**Passage given**
- - - - - - -

Episode 9: The Long-Term Warehouse — Persistent Volumes and Storage 🏭
The Database That Lost Its Mind When the Pod Restarted 😱
"My database keeps losing all its data every time I redeploy."
I have heard this sentence more times than I care to count. Always from someone with the same haunted look. The look of a person who has deployed PostgreSQL as a Deployment, watched it run perfectly for six hours, done a rolling update, and returned to find: empty tables. Fresh install. No data. Zero. Gone.
And they know. Somewhere deep inside, they KNOW what happened. They just don't want to say it.
The Pod restarted. The pod's filesystem was ephemeral. Everything that wasn't persisted — died with the Pod.
This is not a bug. This is by design. Pods are FREIGHT CONTAINERS. When the container leaves the harbour, the contents go with it. If you want something to STAY — you need a WAREHOUSE.

- - - - - - -

**Data extract**
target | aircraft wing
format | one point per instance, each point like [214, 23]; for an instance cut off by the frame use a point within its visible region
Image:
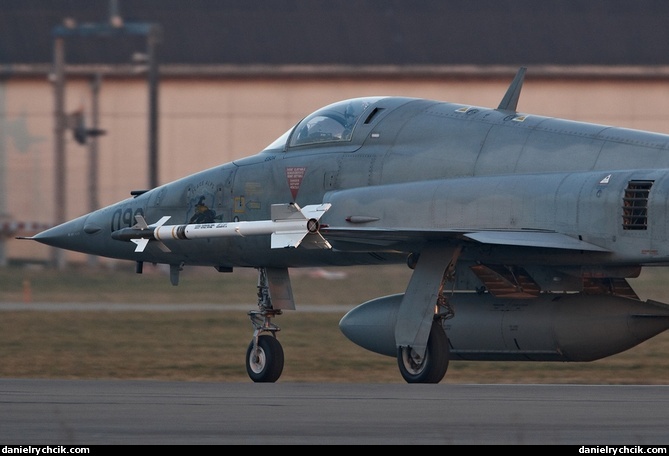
[402, 239]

- - - - - - -

**Set problem**
In the persistent volumes episode, how long did the PostgreSQL database run perfectly before the rolling update?

**Reply**
Six hours.